Mise à jour 12 décembre :
Après plusieurs jours de travail, Beeper a trouvé un moyen de rallumer Beeper Mini, qui permet de nouveau de se faire passer pour un iPhone auprès des serveurs d’Apple. Seul changement notable : il faut désormais se connecter à un compte Apple, alors que la promesse initiale était de se contenter d’un numéro de téléphone. La réaction d’Apple est fortement attendue, la marque devrait probablement bloquer Beeper dans les prochains jours. En attendant, Beeper a décidé de ne pas faire payer pour son application.
Article original, publié le 11 décembre :
En Europe, le scandale Beeper/Apple est très anecdotique. Dans un territoire où WhatsApp et Messenger règnent en maîtres sur le monde des messageries, les discussions entre les iPhone et les smartphones Android ne posent aucun problème. En France, iMessage est perçu comme une fonction cool, mais n’est en rien indispensable. La plupart des conversations de groupe n’ont pas lieu dans l’application d’Apple.
Aux États-Unis, la donne est différente. Les Américains utilisent majoritairement les iMessage, les SMS et les RCS, puisqu’ils ne sont pas friands des applications de messagerie tierces. En résultent de longs et ennuyeux débats depuis plusieurs années sur la nécessité de forcer Apple à déployer iMessage sur Android… Les bulles bleues d’iMessage sont même devenues un différenciateur social, puisque les personnes avec des bulles vertes subissent du harcèlement.
En décembre 2023, Beeper a annoncé le déploiement d’une nouvelle application nommée Beeper Mini, qui permet aux propriétaires d’un smartphone Android d’installer iMessage sur leurs appareils, grâce à une ruse qui permet de piéger les serveurs d’Apple. Beeper pensait sa méthode infaillible et indiquait qu’Apple ne pourrait rien faire, mais il s’est trompé. Quelques heures après son annonce, Apple a bloqué Beeper, qui continue de jouer au chat et à la souris pour tenter de se sauver.
Beeper Mini se fait passer pour un iPhone
Beeper Mini n’est pas la première application qui apporte iMessage sur Android, mais elle est la première à le faire de cette manière.

§ MATÉRIEL:
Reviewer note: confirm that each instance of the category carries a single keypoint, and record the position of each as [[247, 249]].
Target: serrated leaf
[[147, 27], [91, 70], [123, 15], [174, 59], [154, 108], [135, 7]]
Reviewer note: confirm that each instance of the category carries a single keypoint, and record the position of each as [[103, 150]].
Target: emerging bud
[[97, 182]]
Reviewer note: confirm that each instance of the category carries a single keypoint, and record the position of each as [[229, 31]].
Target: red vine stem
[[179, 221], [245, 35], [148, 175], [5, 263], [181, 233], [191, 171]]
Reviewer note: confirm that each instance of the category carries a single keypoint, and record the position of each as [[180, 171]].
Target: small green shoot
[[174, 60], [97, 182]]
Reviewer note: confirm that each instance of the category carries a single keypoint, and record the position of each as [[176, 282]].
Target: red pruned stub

§ À FAIRE:
**A.** Dans l'article sur Beeper Mini, de "Beeper Mini se" à "de cette manière.", substituez "Beeper Mini 2" à "Beeper Mini".
**B.** Rédigez la suite de l'article sur Beeper Mini.
Les items ne sont pas nécessaires.

§ RÉPONSES ATTENDUES:
**A.**
Beeper Mini 2 se fait passer pour un iPhone
Beeper Mini 2 n’est pas la première application qui apporte iMessage sur Android, mais elle est la première à le faire de cette manière.

**B.**
Jusqu’à aujourd’hui, des applications comme Sunbird, Nothing Chats ou même Beeper permettaient d’accéder à ses iMessage sur Android grâce à un Mac-relai sur lequel était configuré un compte Apple. Une méthode efficace, mais pas fiable. En cas de piratage des serveurs de ces applications, un hacker aurait pu accéder à l’intégralité des comptes Apple inscrits aux services concernés.
Avec Beeper Mini, commercialisé depuis le 5 décembre au tarif de 2,29 euros par mois, Beeper pensait avoir trouvé la solution parfaite.
Au lieu d’accéder à iMessage depuis un autre appareil, le service utilise une ruse pour se faire passer pour un iPhone auprès des serveurs d’Apple. Ce n’est pas le compte Apple qui sert à émuler iMessage, mais le numéro de téléphone du smartphone Android. Puisque les serveurs d’Apple sont aveuglés par cette ruse, ils ne peuvent pas faire la distinction entre un Samsung ou un iPhone… Résultat : iMessage est disponible dans son intégralité sur Android, avec quasiment aucun risque de se faire prendre. Beeper imaginait qu’Apple n’oserait pas supprimer des accès iMessage, alors qu’il pourrait s’agir de vrais utilisateurs.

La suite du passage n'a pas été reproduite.